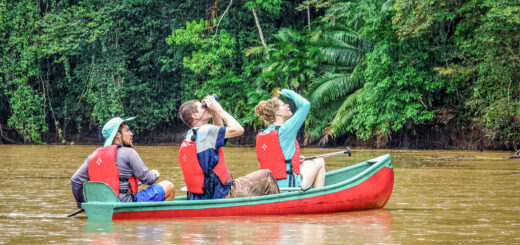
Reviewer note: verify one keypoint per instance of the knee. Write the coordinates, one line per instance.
(319, 162)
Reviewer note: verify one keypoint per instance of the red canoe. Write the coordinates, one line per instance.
(366, 185)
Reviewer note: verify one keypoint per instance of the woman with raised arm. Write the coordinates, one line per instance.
(277, 148)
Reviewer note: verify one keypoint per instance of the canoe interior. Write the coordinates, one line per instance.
(102, 203)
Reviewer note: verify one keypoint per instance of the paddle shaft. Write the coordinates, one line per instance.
(347, 151)
(75, 212)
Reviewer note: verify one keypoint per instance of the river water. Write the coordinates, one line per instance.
(438, 197)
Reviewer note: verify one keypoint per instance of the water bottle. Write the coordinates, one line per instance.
(214, 96)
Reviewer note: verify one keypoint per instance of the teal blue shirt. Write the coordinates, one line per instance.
(289, 129)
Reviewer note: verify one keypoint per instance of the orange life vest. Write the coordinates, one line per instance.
(192, 171)
(270, 155)
(102, 168)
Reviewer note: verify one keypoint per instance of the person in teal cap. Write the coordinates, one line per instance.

━━━━━━━━━━━━━━━━━━━━━━━━━━━━━━

Your copy of the entries must be exact and must contain no pictures.

# ANSWER TO THIS EXERCISE
Reviewer note: verify one keypoint per instance of the knee. Write the coordinates, one line per instance.
(319, 162)
Reviewer note: verify one keypoint per instance of the red canoe. Write the coordinates, one line per instance.
(366, 185)
Reviewer note: verify one keypoint per instance of the woman with raised arm. Write the coordinates, one line per instance.
(277, 148)
Reviewer note: verify one keypoint per instance of the canoe interior. Write the coordinates, one line per instance.
(102, 203)
Reviewer note: verify one keypoint per instance of the paddle shaft. Write the coordinates, one line per instance.
(347, 151)
(75, 212)
Reviewer note: verify one keypoint per instance of the river water. Write the coordinates, one line per instance.
(438, 197)
Reviewer note: verify one keypoint per instance of the water bottle. Write the coordinates, one line per instance.
(214, 96)
Reviewer note: verify one keypoint per instance of the teal blue shirt. Write the coordinates, one line per instance.
(289, 129)
Reviewer note: verify one keypoint per instance of the orange life vest. Write the coordinates, one line per instance.
(192, 171)
(270, 155)
(102, 168)
Reviewer note: verify one keypoint per instance of the person in teal cap. Write the coordinates, one line per instance.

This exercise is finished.